┌─ Exercise passage

Autism/PDD, Bipolar, OCD
Expert: Ettina - 9/13/2008
QuestionHi
My 7 year old son was diagnosed with PDD at age 3 and a half. He developed normally until 3, when within a week he lost all his speech. He started getting night terrors, became anxious, clingy and he use to scream nearly non-stop.
Six months he was also diagnosed with Bipolar and OCD. He is on Risperdal and Neurontin.
For the last 3 months his little life has been hell. He is so aggresive, hitting me, and everyone else. He is also throwing things, breaking everything and hitting his head against the walls. The school even asked me to keep him at home until i sort out the agression. The doctor just increases the meds..
His teacher does not believe he is on the autistic spectrum, he doesn't have problems with eye contact, forming relationships - he even holds grudges.
What else can it be?
Please I feel so desperate for him - I can't even take him to the shops anymore - he will also hit strangers.
Thank you
Lindy
AnswerSounds like a difficult situation.
One thing I'd like to ask is if Heller Syndrome (also called Childhood Disintegrative Disorder) has been considered. Regression at 3 years is typical of Heller Syndrome, as are mood problems (a good source of information is the book When Autism Strikes). He does sound more mildly affected than typical for Heller Syndrome, however, since he's not completely aloof.
A child doesn't need to avoid eye contact and not form relationships to be diagnosed as autistic. They do need to be socially impaired relative to their overall cognitive functioning, but they can be sociable but clueless about people, or socially immature, rather than actually aloof. Lorna Wing, an expert in autism, described three categories of social interaction in autistic kids - aloof, passive (accept interaction but don't initiate) and active-but-odd (initiate interaction in an odd or immature way). The last category of kids do form relationships readily and some make eye contact normally.
As for his behavior issues...
Do the medications seem to be helping, but not enough? If that's so, then increasing the dosage (provided the side effects are worth it) or trying additional treatments is best. However, it may be that the medications are not helping or even making his problems worse, in which case he should probably be tapered off of them. But you should not modify his medication on your own - talk to his doctor about it, and if you're not satisfied with the treatment he's getting, consult another doctor.
Did anything change in his life 3 months ago? If so, that might explain his behavior and give you clues about how to solve it.

└─
┌─ Record excerpts

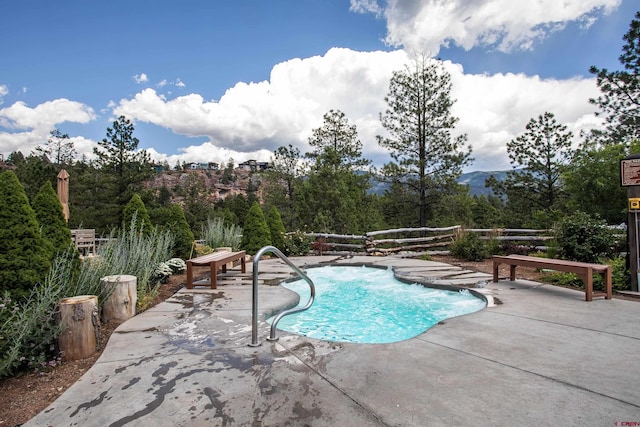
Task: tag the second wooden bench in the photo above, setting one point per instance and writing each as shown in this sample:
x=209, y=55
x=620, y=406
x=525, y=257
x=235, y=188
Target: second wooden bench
x=582, y=269
x=214, y=260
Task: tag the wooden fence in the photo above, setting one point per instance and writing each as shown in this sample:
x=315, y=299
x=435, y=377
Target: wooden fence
x=421, y=239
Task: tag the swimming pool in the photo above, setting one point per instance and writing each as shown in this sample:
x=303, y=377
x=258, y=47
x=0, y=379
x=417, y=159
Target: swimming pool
x=369, y=305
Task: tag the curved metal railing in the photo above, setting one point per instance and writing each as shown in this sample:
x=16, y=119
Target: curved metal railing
x=254, y=313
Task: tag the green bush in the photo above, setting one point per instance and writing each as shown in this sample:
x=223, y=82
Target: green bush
x=182, y=234
x=468, y=246
x=584, y=238
x=255, y=234
x=218, y=234
x=135, y=215
x=24, y=254
x=297, y=243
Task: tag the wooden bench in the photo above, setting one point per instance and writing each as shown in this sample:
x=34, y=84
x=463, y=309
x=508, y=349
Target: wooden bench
x=582, y=269
x=214, y=260
x=85, y=240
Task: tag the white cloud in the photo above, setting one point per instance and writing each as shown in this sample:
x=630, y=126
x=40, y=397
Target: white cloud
x=29, y=127
x=4, y=90
x=251, y=117
x=426, y=25
x=140, y=78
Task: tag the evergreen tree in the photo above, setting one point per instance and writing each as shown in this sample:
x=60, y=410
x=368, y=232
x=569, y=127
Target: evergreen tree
x=182, y=234
x=427, y=159
x=136, y=208
x=24, y=259
x=620, y=99
x=124, y=167
x=534, y=187
x=276, y=228
x=49, y=214
x=59, y=149
x=255, y=234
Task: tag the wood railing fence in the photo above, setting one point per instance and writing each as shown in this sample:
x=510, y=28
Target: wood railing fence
x=421, y=239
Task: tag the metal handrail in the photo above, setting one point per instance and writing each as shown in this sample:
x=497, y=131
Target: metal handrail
x=254, y=313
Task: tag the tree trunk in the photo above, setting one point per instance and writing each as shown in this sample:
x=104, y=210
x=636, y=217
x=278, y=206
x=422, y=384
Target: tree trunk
x=122, y=297
x=80, y=327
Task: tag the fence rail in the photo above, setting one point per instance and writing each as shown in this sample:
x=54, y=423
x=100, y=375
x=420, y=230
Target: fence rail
x=423, y=238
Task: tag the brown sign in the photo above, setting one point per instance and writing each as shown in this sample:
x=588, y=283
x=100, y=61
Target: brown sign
x=630, y=172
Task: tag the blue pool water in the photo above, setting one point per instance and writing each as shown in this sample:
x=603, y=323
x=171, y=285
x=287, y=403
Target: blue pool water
x=369, y=305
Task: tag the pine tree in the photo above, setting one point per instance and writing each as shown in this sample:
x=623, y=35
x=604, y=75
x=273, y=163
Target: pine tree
x=49, y=214
x=182, y=234
x=255, y=233
x=136, y=207
x=276, y=228
x=24, y=259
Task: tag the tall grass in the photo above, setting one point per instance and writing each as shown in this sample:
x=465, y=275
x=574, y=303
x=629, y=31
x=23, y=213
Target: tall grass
x=29, y=328
x=216, y=234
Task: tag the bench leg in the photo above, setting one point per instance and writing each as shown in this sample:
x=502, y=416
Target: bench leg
x=189, y=275
x=214, y=275
x=587, y=278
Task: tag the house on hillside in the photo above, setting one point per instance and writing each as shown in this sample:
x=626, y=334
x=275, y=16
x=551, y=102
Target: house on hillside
x=254, y=166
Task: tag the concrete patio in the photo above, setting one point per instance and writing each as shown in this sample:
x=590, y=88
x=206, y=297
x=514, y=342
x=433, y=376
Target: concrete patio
x=540, y=355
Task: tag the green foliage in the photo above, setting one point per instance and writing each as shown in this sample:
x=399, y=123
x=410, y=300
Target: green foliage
x=595, y=171
x=255, y=234
x=468, y=246
x=24, y=255
x=584, y=238
x=49, y=214
x=135, y=215
x=218, y=234
x=620, y=93
x=276, y=228
x=182, y=234
x=538, y=157
x=426, y=158
x=297, y=243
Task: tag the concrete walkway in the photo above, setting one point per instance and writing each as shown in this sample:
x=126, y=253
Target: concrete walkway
x=540, y=356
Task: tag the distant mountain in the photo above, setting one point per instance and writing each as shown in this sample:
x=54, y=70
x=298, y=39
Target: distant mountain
x=475, y=181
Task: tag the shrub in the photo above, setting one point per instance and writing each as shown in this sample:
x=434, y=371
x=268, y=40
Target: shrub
x=182, y=234
x=468, y=246
x=276, y=228
x=24, y=255
x=216, y=233
x=583, y=238
x=255, y=234
x=135, y=215
x=297, y=243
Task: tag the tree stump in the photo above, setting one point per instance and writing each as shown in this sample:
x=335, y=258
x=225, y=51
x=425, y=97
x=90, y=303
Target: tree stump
x=80, y=327
x=122, y=297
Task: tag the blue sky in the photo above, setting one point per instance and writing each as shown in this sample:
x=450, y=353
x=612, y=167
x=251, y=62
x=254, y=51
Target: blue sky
x=213, y=80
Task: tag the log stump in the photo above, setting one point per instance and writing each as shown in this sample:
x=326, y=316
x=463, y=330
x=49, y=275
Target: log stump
x=79, y=338
x=122, y=292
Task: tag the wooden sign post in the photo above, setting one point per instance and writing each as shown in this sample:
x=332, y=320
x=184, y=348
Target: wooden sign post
x=630, y=178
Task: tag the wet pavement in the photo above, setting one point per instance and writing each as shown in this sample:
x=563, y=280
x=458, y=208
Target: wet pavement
x=537, y=355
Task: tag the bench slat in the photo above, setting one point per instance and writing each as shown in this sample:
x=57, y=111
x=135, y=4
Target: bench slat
x=214, y=260
x=582, y=269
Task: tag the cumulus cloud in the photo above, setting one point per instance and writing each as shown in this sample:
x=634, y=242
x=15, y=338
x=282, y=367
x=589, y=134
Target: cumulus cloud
x=506, y=25
x=28, y=127
x=4, y=90
x=141, y=78
x=252, y=119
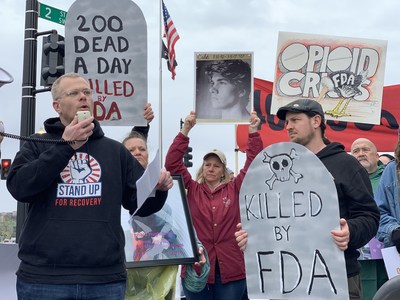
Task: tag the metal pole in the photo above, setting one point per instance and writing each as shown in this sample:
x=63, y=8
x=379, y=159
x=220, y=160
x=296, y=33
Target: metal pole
x=28, y=107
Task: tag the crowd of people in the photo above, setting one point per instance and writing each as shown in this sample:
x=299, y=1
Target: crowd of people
x=77, y=251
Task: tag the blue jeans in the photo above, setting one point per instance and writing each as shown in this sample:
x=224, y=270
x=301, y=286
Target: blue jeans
x=233, y=290
x=39, y=291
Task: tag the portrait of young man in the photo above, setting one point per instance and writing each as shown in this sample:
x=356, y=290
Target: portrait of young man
x=223, y=87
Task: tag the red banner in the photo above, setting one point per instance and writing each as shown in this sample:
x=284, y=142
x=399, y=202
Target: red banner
x=272, y=130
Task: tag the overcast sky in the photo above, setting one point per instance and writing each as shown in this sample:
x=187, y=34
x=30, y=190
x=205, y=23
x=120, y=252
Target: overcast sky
x=204, y=26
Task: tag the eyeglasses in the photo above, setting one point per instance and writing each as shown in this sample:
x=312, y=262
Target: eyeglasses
x=76, y=93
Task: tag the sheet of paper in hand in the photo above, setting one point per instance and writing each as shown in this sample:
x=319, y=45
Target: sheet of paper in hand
x=289, y=206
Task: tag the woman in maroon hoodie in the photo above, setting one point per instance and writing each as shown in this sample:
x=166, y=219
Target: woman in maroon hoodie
x=214, y=206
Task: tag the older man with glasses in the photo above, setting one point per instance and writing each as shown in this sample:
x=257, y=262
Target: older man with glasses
x=72, y=243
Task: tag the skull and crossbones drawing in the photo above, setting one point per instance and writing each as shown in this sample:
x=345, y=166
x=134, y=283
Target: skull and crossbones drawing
x=281, y=167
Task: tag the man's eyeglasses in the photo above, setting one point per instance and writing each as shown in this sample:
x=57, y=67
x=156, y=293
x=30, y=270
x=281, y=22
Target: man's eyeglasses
x=76, y=93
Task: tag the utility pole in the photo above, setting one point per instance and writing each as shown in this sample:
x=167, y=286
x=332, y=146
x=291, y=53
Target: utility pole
x=28, y=105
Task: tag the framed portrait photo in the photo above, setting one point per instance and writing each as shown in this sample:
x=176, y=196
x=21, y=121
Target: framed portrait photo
x=163, y=238
x=224, y=87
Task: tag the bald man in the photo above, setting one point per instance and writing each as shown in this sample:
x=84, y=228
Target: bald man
x=366, y=153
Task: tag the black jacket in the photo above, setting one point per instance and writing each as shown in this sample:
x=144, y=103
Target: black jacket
x=73, y=233
x=356, y=200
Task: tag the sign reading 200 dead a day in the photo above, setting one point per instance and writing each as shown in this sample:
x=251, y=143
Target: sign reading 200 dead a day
x=289, y=206
x=345, y=75
x=106, y=42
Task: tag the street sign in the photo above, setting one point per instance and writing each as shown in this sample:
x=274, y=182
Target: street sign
x=52, y=14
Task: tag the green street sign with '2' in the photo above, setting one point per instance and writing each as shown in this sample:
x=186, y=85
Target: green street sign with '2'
x=52, y=14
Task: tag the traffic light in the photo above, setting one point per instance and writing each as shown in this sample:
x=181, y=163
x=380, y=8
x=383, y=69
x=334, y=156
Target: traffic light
x=5, y=168
x=187, y=157
x=52, y=58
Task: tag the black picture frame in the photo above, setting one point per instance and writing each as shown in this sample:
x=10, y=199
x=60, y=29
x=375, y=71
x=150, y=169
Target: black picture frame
x=153, y=241
x=230, y=104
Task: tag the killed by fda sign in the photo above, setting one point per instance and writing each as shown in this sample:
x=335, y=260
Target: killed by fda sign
x=289, y=206
x=106, y=42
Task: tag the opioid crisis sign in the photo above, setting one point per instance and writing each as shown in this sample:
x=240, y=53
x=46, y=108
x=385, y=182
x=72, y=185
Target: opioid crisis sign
x=272, y=130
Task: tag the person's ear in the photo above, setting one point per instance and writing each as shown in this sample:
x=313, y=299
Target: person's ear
x=56, y=106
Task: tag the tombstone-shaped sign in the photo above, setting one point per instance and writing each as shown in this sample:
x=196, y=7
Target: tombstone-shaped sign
x=106, y=42
x=289, y=206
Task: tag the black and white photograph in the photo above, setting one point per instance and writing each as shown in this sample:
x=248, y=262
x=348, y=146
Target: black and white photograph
x=224, y=85
x=164, y=238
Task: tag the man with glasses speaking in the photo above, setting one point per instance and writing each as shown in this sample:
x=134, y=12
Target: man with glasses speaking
x=72, y=243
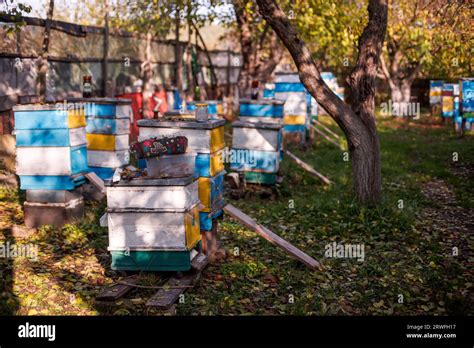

└─

▶ _Task instructions_
A. According to the autism Q&A, why does the expert suggest that Heller Syndrome be considered for the boy? Answer in one to three sentences.
B. Carry on the autism Q&A, starting after its last sentence.
The items have nothing to do with the autism Q&A.

▶ _Task results_
A. The expert raises Heller Syndrome because regression at 3 years is typical of it, and so are mood problems. Both fit the boy's history. The expert adds that he seems more mildly affected than is typical for the condition, since he is not completely aloof.

B.
When he's having a meltdown, try to keep calm as much as possible (I know it's not easy!). Restrain him the minimum you need to ensure his and other people's safety, and try singing softly, reassuring him, or doing strange things to distract him. If something works once, remember that and keep trying it (unless it's bad in some other way, such as giving him a treat and possibly rewarding his behavior). If he's getting upset in a public place, you should take him out of there if you can, for two reasons - you're less embarrassed and better able to deal with his behavior, and there's less to overload him.
I also recommend keeping a diary of his behavior, what the situation was that he started acting up in, and how you dealt with the behavior. That sort of thing can be a big help in determining patterns that explain the behavior. For example, one boy I worked with always had a meltdown when we were removing shoes for gymnastics. I realized it was because there was a whole bunch of kids in a small space and he was overloaded, so I started taking his shoes off somewhere else and bringing him in to gymnastics after everyone else had gone in.
Lastly, his behavior sounds quite stressful for you. I suggest you look into whether there is a respite care program in your area for him. Respite care is basically babysitting for disabled people, with caregivers who are knowledgable about disabilities. The way it works in my area is that the caregiver fills out a form stating things like what ages, kinds of disabilities, etc they are willing to work with, what times (emergencies, holidays, etc), whether they'll look after the child in their home or yours, etc. (I know because I've just recently applied to be a respite care provider.) And then the parent/caregiver can ask to see forms of a certain type (eg 'people willing to look after a school-aged child with challenging behavior') and contact the caregivers to negotiate the care. It might be different in your area, just ask around.